Stored records
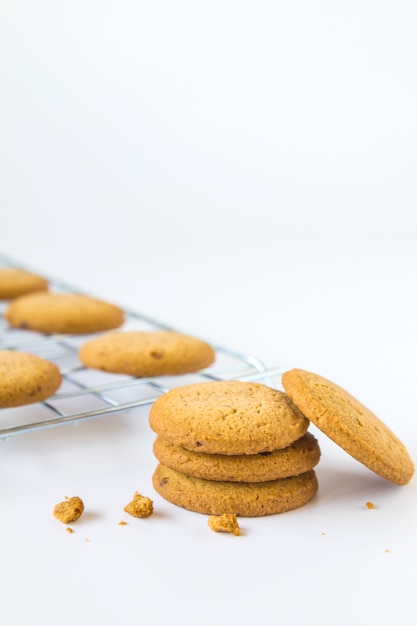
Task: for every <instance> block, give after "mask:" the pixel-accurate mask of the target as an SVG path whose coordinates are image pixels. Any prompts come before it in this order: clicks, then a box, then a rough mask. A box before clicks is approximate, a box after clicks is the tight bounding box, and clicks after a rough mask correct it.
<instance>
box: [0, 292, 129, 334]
mask: <svg viewBox="0 0 417 626" xmlns="http://www.w3.org/2000/svg"><path fill="white" fill-rule="evenodd" d="M4 316H5V318H6V320H7V321H8V322H9V324H10V325H11V326H13V327H15V328H25V329H28V330H35V331H38V332H42V333H47V334H52V333H68V334H78V333H80V334H85V333H94V332H99V331H104V330H110V329H113V328H118V327H119V326H121V324H122V323H123V321H124V315H123V311H122V310H121V309H119V308H118V307H117V306H115V305H113V304H110V303H108V302H104V301H102V300H97V299H95V298H91V297H89V296H83V295H78V294H69V293H51V292H37V293H32V294H28V295H25V296H20V298H16V300H13V302H11V304H9V306H8V308H7V309H6V311H5V314H4Z"/></svg>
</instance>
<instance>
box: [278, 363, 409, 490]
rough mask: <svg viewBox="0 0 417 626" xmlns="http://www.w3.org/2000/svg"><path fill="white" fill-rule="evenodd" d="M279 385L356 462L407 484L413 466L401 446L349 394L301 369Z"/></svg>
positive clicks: (347, 392)
mask: <svg viewBox="0 0 417 626" xmlns="http://www.w3.org/2000/svg"><path fill="white" fill-rule="evenodd" d="M282 384H283V386H284V389H285V391H286V392H287V394H288V395H289V397H290V398H291V400H292V401H293V403H294V404H295V405H296V406H298V408H299V409H300V410H301V411H302V412H303V413H304V415H305V416H306V417H307V418H308V419H310V420H311V421H312V422H313V423H314V424H315V425H316V426H317V427H318V428H319V429H320V430H322V431H323V432H324V433H325V434H326V435H327V436H328V437H330V439H332V440H333V441H335V442H336V443H337V444H338V445H339V446H341V447H342V448H343V449H344V450H345V451H346V452H348V453H349V454H350V455H351V456H352V457H354V458H355V459H356V460H357V461H360V462H361V463H363V464H364V465H365V466H366V467H368V468H369V469H371V470H372V471H374V472H375V473H376V474H378V475H379V476H382V477H383V478H385V479H386V480H389V481H391V482H393V483H396V484H398V485H405V484H406V483H408V482H409V481H410V479H411V477H412V475H413V473H414V465H413V462H412V461H411V459H410V457H409V455H408V452H407V450H406V448H405V446H404V445H403V443H402V442H401V441H400V440H399V439H398V438H397V437H396V436H395V435H394V433H393V432H392V431H391V430H390V429H389V428H388V427H387V426H386V425H385V424H384V423H383V422H382V421H381V420H380V419H379V418H378V417H377V416H376V415H374V413H372V412H371V411H370V410H369V409H368V408H366V407H365V406H364V405H363V404H362V403H361V402H359V400H357V399H356V398H354V397H353V396H351V395H350V393H348V392H347V391H345V390H344V389H342V388H341V387H339V386H338V385H336V384H335V383H333V382H331V381H329V380H327V379H326V378H323V377H322V376H319V375H317V374H313V373H311V372H306V371H304V370H300V369H293V370H290V371H288V372H285V373H284V374H283V376H282Z"/></svg>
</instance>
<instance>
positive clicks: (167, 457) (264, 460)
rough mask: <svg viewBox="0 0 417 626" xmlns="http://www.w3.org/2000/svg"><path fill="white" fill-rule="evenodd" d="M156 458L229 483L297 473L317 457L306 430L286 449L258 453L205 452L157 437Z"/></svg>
mask: <svg viewBox="0 0 417 626" xmlns="http://www.w3.org/2000/svg"><path fill="white" fill-rule="evenodd" d="M153 451H154V454H155V456H156V458H157V459H158V461H159V462H160V463H162V465H165V466H166V467H170V468H171V469H174V470H176V471H177V472H181V473H183V474H187V475H190V476H196V477H197V478H205V479H206V480H222V481H225V480H227V481H232V482H248V483H255V482H265V481H268V480H276V479H277V478H288V477H289V476H297V475H298V474H303V473H304V472H307V471H308V470H310V469H313V467H315V466H316V465H317V463H318V462H319V460H320V448H319V444H318V441H317V439H316V438H315V437H314V436H313V435H312V434H311V433H306V434H305V435H304V436H303V437H301V439H297V441H295V442H294V443H292V444H291V445H290V446H288V447H287V448H282V449H281V450H274V451H273V452H263V453H260V454H239V455H231V454H205V453H204V452H192V451H191V450H186V449H185V448H181V447H180V446H174V445H173V444H171V443H168V442H167V441H164V440H163V439H161V437H157V438H156V440H155V442H154V447H153Z"/></svg>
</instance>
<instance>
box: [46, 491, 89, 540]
mask: <svg viewBox="0 0 417 626" xmlns="http://www.w3.org/2000/svg"><path fill="white" fill-rule="evenodd" d="M83 512H84V502H83V501H82V500H81V498H79V497H78V496H74V497H72V498H66V499H65V500H64V501H63V502H59V503H58V504H56V505H55V506H54V510H53V511H52V515H53V516H54V517H56V518H57V519H58V520H59V521H60V522H62V523H63V524H68V523H69V522H76V521H77V519H80V517H81V515H82V514H83ZM69 532H72V530H70V531H69Z"/></svg>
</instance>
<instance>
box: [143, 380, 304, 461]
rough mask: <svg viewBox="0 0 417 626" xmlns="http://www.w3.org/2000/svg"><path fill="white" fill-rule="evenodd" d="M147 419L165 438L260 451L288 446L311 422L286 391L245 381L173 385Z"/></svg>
mask: <svg viewBox="0 0 417 626" xmlns="http://www.w3.org/2000/svg"><path fill="white" fill-rule="evenodd" d="M149 423H150V426H151V428H152V430H153V431H154V432H156V433H157V434H158V435H159V436H160V437H161V438H162V439H164V440H165V441H168V442H169V443H172V444H174V445H176V446H181V447H183V448H186V449H187V450H194V451H197V452H206V453H208V454H258V453H260V452H272V451H274V450H278V449H280V448H286V447H287V446H289V445H290V444H292V443H293V442H294V441H296V440H297V439H299V438H300V437H302V436H303V435H304V434H305V433H306V432H307V428H308V425H309V421H308V420H307V419H306V418H305V417H304V415H303V414H302V413H301V412H300V411H299V409H297V408H296V407H295V406H293V404H292V402H291V401H290V399H289V398H288V396H287V395H286V394H285V393H282V392H281V391H277V390H276V389H272V388H271V387H267V386H266V385H261V384H259V383H248V382H241V381H216V382H208V383H196V384H193V385H187V386H184V387H177V388H174V389H171V390H170V391H168V393H165V394H164V395H163V396H160V397H159V398H158V399H157V400H156V402H155V403H154V404H153V405H152V408H151V410H150V414H149Z"/></svg>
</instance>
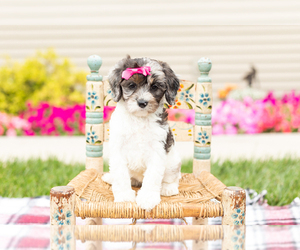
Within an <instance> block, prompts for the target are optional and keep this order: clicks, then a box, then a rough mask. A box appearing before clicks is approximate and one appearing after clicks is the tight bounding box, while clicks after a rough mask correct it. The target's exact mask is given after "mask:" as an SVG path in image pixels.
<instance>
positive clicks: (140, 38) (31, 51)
mask: <svg viewBox="0 0 300 250" xmlns="http://www.w3.org/2000/svg"><path fill="white" fill-rule="evenodd" d="M126 2H127V1H126ZM136 2H137V1H133V0H131V1H129V2H127V4H124V1H123V2H122V1H106V2H105V4H103V2H102V3H101V1H90V0H89V1H85V4H84V5H80V3H82V2H80V1H78V0H74V1H57V0H54V1H43V3H44V4H43V5H41V4H40V1H37V0H28V1H21V0H11V1H0V24H5V25H0V56H4V55H10V56H11V57H12V58H14V59H17V60H23V59H24V58H25V57H27V56H30V55H33V54H34V52H35V50H36V49H46V48H48V47H54V48H56V50H57V52H58V53H59V54H60V55H62V56H67V57H70V58H71V59H72V61H73V62H74V63H75V64H76V65H77V66H78V67H80V68H85V69H86V70H88V68H87V66H86V58H87V57H88V56H89V55H91V54H98V55H100V56H101V57H102V58H103V66H102V69H101V74H103V75H104V76H105V75H107V72H108V70H109V68H110V67H112V66H113V65H114V64H115V63H116V62H117V61H118V60H119V59H121V58H122V57H124V56H125V55H126V54H130V55H131V56H132V57H141V56H148V57H152V58H156V59H160V60H164V61H167V62H168V63H169V64H170V65H171V66H172V68H173V69H174V70H175V71H176V73H177V74H179V75H181V77H182V78H185V79H187V80H192V81H196V79H197V77H198V76H199V72H198V69H197V64H196V62H197V60H198V59H199V58H200V57H202V56H206V57H209V58H211V60H212V62H213V68H212V71H211V77H212V78H213V86H214V92H215V93H216V90H217V89H219V88H221V87H222V86H223V85H224V84H225V83H239V84H244V83H243V81H242V77H243V76H244V74H245V73H246V72H247V71H248V70H249V69H250V66H251V65H255V67H256V68H257V69H258V78H259V80H260V83H261V87H262V88H263V89H265V90H276V92H277V93H278V94H281V93H283V92H286V91H289V90H290V89H298V90H300V86H299V84H300V26H299V25H298V26H297V25H293V26H291V25H290V26H286V25H284V26H283V25H281V26H279V25H276V26H271V25H268V26H267V25H264V26H263V25H254V26H251V25H236V26H233V25H226V24H232V23H236V24H251V23H254V24H258V23H263V24H269V23H275V24H279V23H280V21H281V23H283V24H285V23H289V24H297V23H299V24H300V14H299V9H300V2H299V1H294V0H286V1H278V0H275V1H269V0H262V1H259V5H257V4H258V3H256V2H255V4H256V5H257V6H255V5H253V4H252V5H249V4H248V3H247V2H246V1H222V2H216V1H209V2H205V3H203V2H201V1H188V2H186V1H185V2H184V1H167V2H164V4H163V5H158V4H159V2H158V1H155V3H157V5H155V6H156V7H155V8H153V7H152V5H147V4H146V5H143V6H144V7H142V8H141V9H142V10H144V12H141V9H137V10H136V9H134V8H135V7H136V6H137V3H136ZM133 3H134V4H133ZM158 6H162V7H158ZM168 6H169V7H168ZM187 7H188V8H189V10H190V11H189V12H188V11H187ZM258 7H259V8H258ZM168 8H170V11H169V12H167V11H164V10H166V9H168ZM212 10H215V12H212ZM157 13H159V15H157ZM297 14H298V15H297ZM146 16H147V18H145V17H146ZM197 16H199V18H200V19H199V18H198V19H197ZM212 17H214V19H212ZM246 17H247V18H246ZM192 18H194V19H192ZM201 18H202V19H203V18H207V19H208V20H210V22H208V23H212V24H217V25H213V26H209V25H199V24H201V20H202V19H201ZM238 19H239V20H241V21H240V22H237V21H238ZM107 20H111V21H110V23H112V24H116V25H110V26H108V25H107ZM138 20H141V21H140V22H139V21H138ZM147 20H148V21H147ZM170 20H172V21H173V23H174V25H159V23H162V24H165V23H167V24H170ZM192 20H195V21H194V22H192ZM258 21H259V22H258ZM60 23H63V24H65V23H67V24H69V25H59V24H60ZM153 23H154V24H156V25H151V24H153ZM203 23H205V22H203ZM70 24H73V25H70ZM80 24H85V25H80ZM88 24H91V25H88ZM104 24H105V25H104ZM123 24H135V25H123ZM141 24H147V25H141ZM149 24H150V25H149ZM180 24H193V25H180ZM194 24H197V25H194ZM205 24H207V23H205ZM2 63H3V57H2V58H1V59H0V65H1V64H2ZM0 84H1V83H0Z"/></svg>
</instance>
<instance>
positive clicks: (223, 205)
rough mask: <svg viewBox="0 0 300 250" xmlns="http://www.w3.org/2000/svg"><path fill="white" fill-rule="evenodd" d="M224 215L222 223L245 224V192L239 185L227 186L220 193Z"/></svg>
mask: <svg viewBox="0 0 300 250" xmlns="http://www.w3.org/2000/svg"><path fill="white" fill-rule="evenodd" d="M222 205H223V209H224V216H223V218H222V225H245V214H246V192H245V190H244V189H242V188H239V187H227V188H225V189H224V191H223V194H222Z"/></svg>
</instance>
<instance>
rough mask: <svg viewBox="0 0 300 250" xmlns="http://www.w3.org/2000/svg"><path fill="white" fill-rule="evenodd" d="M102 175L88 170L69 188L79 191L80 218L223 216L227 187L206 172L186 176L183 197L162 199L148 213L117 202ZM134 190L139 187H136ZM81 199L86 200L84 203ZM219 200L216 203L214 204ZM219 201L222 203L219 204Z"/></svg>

Aim of the exercise:
Among the records above, extract exactly the lines from the line with "positive clicks: (347, 392)" to the line with "positive clicks: (167, 457) (264, 460)", both lines included, and leave out the rest.

Result:
positive clicks: (347, 392)
mask: <svg viewBox="0 0 417 626" xmlns="http://www.w3.org/2000/svg"><path fill="white" fill-rule="evenodd" d="M282 384H283V386H284V389H285V391H286V392H287V394H288V395H289V397H290V398H291V400H292V401H293V403H294V404H295V405H296V406H298V408H299V409H300V410H301V411H302V412H303V413H304V415H305V416H306V417H307V418H308V419H310V420H311V421H312V422H313V423H314V424H315V425H316V426H317V427H318V428H319V429H320V430H322V431H323V432H324V433H325V434H326V435H327V436H328V437H330V439H332V440H333V441H335V442H336V443H337V444H338V445H339V446H341V447H342V448H343V449H344V450H345V451H346V452H348V453H349V454H350V455H351V456H352V457H354V458H355V459H356V460H357V461H360V462H361V463H363V464H364V465H365V466H366V467H368V468H369V469H371V470H372V471H374V472H375V473H376V474H378V475H379V476H382V477H383V478H385V479H386V480H389V481H391V482H393V483H396V484H398V485H405V484H406V483H408V482H409V481H410V479H411V477H412V475H413V473H414V465H413V462H412V461H411V459H410V457H409V455H408V452H407V450H406V448H405V446H404V445H403V443H402V442H401V441H400V440H399V439H398V438H397V437H396V436H395V435H394V433H393V432H392V431H391V430H390V429H389V428H388V427H387V426H386V425H385V424H384V423H383V422H382V421H381V420H380V419H379V418H378V417H377V416H376V415H374V413H372V412H371V411H370V410H369V409H368V408H366V407H365V406H364V405H363V404H362V403H361V402H359V400H357V399H356V398H354V397H353V396H351V395H350V393H348V392H347V391H345V390H344V389H342V388H341V387H339V386H338V385H336V384H335V383H333V382H331V381H329V380H327V379H326V378H323V377H322V376H319V375H317V374H313V373H311V372H306V371H304V370H300V369H293V370H290V371H288V372H285V373H284V374H283V376H282Z"/></svg>
</instance>
<instance>
positive clicks: (167, 457) (264, 460)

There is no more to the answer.